Leave the pictures out while you restate every entry below word for word.

DATA TO USE START

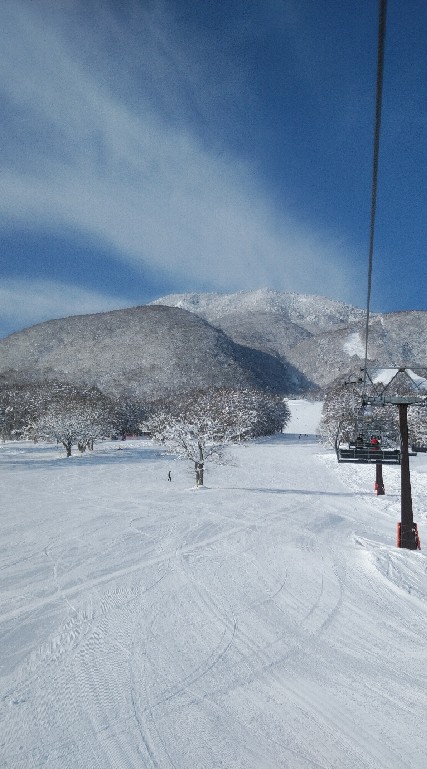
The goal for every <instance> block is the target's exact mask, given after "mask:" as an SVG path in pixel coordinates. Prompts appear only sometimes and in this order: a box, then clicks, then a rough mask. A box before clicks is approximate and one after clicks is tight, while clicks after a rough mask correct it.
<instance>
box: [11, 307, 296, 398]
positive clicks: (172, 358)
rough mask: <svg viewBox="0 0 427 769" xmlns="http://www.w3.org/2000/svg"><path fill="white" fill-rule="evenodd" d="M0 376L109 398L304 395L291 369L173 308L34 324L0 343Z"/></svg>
mask: <svg viewBox="0 0 427 769" xmlns="http://www.w3.org/2000/svg"><path fill="white" fill-rule="evenodd" d="M0 377H2V378H3V379H6V380H18V381H22V380H25V381H29V380H30V381H31V380H35V381H40V380H42V381H43V380H52V379H57V380H60V381H67V382H71V383H73V384H88V385H96V386H98V387H99V388H100V389H101V390H103V391H104V392H107V393H111V394H128V395H134V396H139V397H159V396H161V395H164V394H165V393H170V392H173V391H177V390H185V389H187V390H188V389H190V388H204V387H214V386H217V387H218V386H233V385H237V386H240V387H258V388H261V389H269V390H273V391H275V392H289V391H292V390H304V389H306V388H307V387H308V386H309V383H308V382H307V381H306V380H305V378H304V377H302V376H300V375H299V374H298V372H296V371H294V370H293V368H292V366H290V365H287V364H285V363H284V362H283V361H281V360H279V359H278V358H277V356H272V355H270V354H269V353H268V352H264V351H262V350H260V349H252V348H248V347H244V346H242V345H240V344H237V343H236V342H234V341H232V340H231V339H229V337H228V336H227V335H226V334H225V333H224V332H223V331H221V330H220V329H216V328H214V327H213V326H211V325H210V324H209V323H207V322H206V321H205V320H203V319H202V318H200V317H199V316H197V315H195V314H194V313H190V312H187V311H186V310H182V309H177V308H175V307H165V306H145V307H134V308H131V309H127V310H114V311H112V312H106V313H97V314H95V315H80V316H75V317H71V318H63V319H60V320H51V321H47V322H46V323H40V324H38V325H36V326H33V327H32V328H28V329H26V330H24V331H20V332H18V333H15V334H11V335H10V336H9V337H6V339H3V340H0Z"/></svg>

DATA TO USE END

### TASK RESPONSE
The goal for every <instance> block is the target's exact mask, given after "mask:" as an SVG path in pixel coordinates. Prompts appear only sometimes and in this order: a box, then clicks, then a rough mask. A box before clicks is approximate and one after clicks is tight, while clicks after a rough mask correct it.
<instance>
box: [11, 307, 296, 398]
positive clicks: (172, 358)
rough mask: <svg viewBox="0 0 427 769" xmlns="http://www.w3.org/2000/svg"><path fill="white" fill-rule="evenodd" d="M0 376L109 398L304 395L291 369L173 308L34 324L0 343Z"/></svg>
mask: <svg viewBox="0 0 427 769" xmlns="http://www.w3.org/2000/svg"><path fill="white" fill-rule="evenodd" d="M0 377H2V378H3V379H6V380H18V381H22V380H25V381H29V380H30V381H31V380H35V381H40V380H42V381H43V380H52V379H57V380H60V381H67V382H71V383H73V384H88V385H96V386H98V387H99V388H100V389H101V390H103V391H104V392H107V393H111V394H128V395H134V396H139V397H159V396H161V395H164V394H165V393H170V392H173V391H177V390H185V389H187V390H188V389H190V388H204V387H214V386H217V387H218V386H233V385H237V386H240V387H258V388H261V389H269V390H273V391H275V392H289V391H292V390H304V389H306V388H307V387H308V386H309V383H308V382H307V381H306V380H305V378H304V377H302V376H300V375H299V374H298V372H296V371H294V370H293V368H292V366H290V365H287V364H285V363H284V362H283V361H281V360H279V359H278V358H277V356H272V355H270V354H269V353H268V352H264V351H262V350H260V349H252V348H248V347H244V346H242V345H240V344H237V343H236V342H234V341H232V340H231V339H229V337H228V336H227V335H226V334H225V333H224V332H223V331H221V330H220V329H216V328H214V327H213V326H211V325H210V324H209V323H207V322H206V321H205V320H203V319H202V318H200V317H199V316H197V315H195V314H194V313H190V312H187V311H186V310H182V309H177V308H175V307H165V306H145V307H134V308H131V309H127V310H114V311H112V312H106V313H97V314H95V315H80V316H75V317H71V318H63V319H60V320H51V321H47V322H46V323H40V324H38V325H36V326H33V327H32V328H28V329H26V330H24V331H20V332H18V333H15V334H11V335H10V336H9V337H6V339H3V340H0Z"/></svg>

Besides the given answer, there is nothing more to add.